**ARTICLE:**
------------------------------------------------

13. The memory device control method according to claim 11, wherein the activating includes activating the coherence ensuring mechanism by executing a data throw out operation in a lower-level memory control device when the first and the second thread are not found to be the same in the thread determining step.
14. The memory device control method according to claim 11, wherein the activating includes activating the coherence ensuring mechanism by a cache line switching operation based on a determination result in the thread determining step and a sharing status of the data between the instruction processors.
15. The memory device control method according to claim 11, wherein the activating includes ensuring coherence by monitoring invalidation of the data belonging to the address or throwing out the data to and retrieving the data from another storage control device.

------------------------------------------------

**PROVIDED MATERIAL:**
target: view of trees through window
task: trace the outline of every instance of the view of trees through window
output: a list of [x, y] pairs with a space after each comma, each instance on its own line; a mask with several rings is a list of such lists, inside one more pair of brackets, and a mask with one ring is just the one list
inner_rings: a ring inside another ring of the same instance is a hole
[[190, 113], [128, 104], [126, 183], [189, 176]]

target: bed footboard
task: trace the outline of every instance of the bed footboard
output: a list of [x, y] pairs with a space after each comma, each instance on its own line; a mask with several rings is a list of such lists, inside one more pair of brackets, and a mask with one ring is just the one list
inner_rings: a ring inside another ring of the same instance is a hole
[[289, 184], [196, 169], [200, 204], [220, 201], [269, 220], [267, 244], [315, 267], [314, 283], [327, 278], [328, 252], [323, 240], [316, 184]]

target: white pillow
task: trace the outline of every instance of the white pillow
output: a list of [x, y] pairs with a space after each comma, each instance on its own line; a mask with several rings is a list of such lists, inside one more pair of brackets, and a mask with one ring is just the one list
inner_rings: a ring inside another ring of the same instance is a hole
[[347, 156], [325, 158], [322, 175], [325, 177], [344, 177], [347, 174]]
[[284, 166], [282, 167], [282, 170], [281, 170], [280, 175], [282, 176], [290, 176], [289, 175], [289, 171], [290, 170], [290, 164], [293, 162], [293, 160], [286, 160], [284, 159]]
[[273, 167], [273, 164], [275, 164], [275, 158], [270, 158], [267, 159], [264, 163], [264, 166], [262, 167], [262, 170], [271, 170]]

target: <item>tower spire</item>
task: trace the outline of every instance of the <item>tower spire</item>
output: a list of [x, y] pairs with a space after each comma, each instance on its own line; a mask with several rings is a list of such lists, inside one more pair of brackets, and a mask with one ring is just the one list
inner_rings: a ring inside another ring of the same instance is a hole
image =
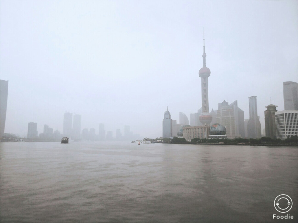
[[203, 67], [206, 67], [206, 54], [205, 52], [205, 28], [203, 28], [203, 40], [204, 42], [204, 46], [203, 47], [204, 50], [203, 55], [202, 56], [203, 57]]

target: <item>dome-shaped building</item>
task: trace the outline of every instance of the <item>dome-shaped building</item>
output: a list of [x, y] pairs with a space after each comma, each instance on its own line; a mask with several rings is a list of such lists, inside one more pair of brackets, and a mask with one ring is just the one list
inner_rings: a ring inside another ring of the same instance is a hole
[[209, 139], [226, 139], [226, 127], [218, 123], [213, 124], [210, 127]]

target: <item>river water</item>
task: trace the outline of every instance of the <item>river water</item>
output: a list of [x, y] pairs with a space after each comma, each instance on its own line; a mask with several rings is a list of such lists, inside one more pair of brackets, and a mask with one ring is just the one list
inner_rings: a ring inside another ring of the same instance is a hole
[[1, 222], [297, 222], [297, 147], [0, 143]]

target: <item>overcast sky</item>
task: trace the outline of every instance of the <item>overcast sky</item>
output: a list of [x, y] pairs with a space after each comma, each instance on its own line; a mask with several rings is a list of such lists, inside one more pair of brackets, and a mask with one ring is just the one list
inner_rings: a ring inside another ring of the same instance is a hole
[[97, 134], [162, 136], [167, 106], [177, 123], [201, 107], [203, 27], [209, 110], [237, 100], [248, 119], [257, 96], [263, 129], [270, 97], [284, 110], [283, 82], [298, 82], [297, 0], [0, 1], [5, 132], [62, 133], [67, 111]]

------------------------------------------------

**GOALS:**
(a) Reproduce the passage of the patent claims between "13. The memory" and "thread determining step.", inclusive.
(b) Answer these questions using the patent claims above the items:
(i) According to claim 13, what operation is executed in a lower-level memory control device?
(ii) According to claim 14, what two things is the cache line switching operation based on?
(iii) According to claim 15, the invalidation of what data is monitored to ensure coherence?
(c) Extend the patent claims on the memory device control method, starting after the last claim shown.

**SET OF ANSWERS:**
(a)
13. The memory device control method according to claim 11, wherein the activating includes activating the coherence ensuring mechanism by executing a data throw out operation in a lower-level memory control device when the first and the second thread are not found to be the same in the thread determining step.

(b)
(i) A data throw out operation.
(ii) A determination result in the thread determining step and a sharing status of the data between the instruction processors.
(iii) The data belonging to the address.

(c)
16. The memory device control method according to claim 15, wherein the activating includes monitoring the invalidation of the data belonging to the address, or throwing out the data to and retrieving the data from another storage control device with the aid of a PSTV flag, a RIM flag, and a RIF flag set at a fetch port.
17. A data cache control method for processing memory access requests issued from concurrently executed threads, the data cache control method comprising:
determining, when storing a cache line that includes data belonging to an address specified in the memory access request, whether a first thread is the same as a second thread, wherein the first thread is a thread that has registered the cache line and the second thread is a thread that has issued the memory access request; and
activating a coherence ensuring mechanism that ensures coherence in a sequence of execution of reading and writing of the data by a plurality of instruction processors, wherein the data is shared between the instruction processors.
18. The data cache control method according to claim 17, wherein the determining includes determining whether the first thread and the second thread are the same based on a thread identifier set in a cache tag.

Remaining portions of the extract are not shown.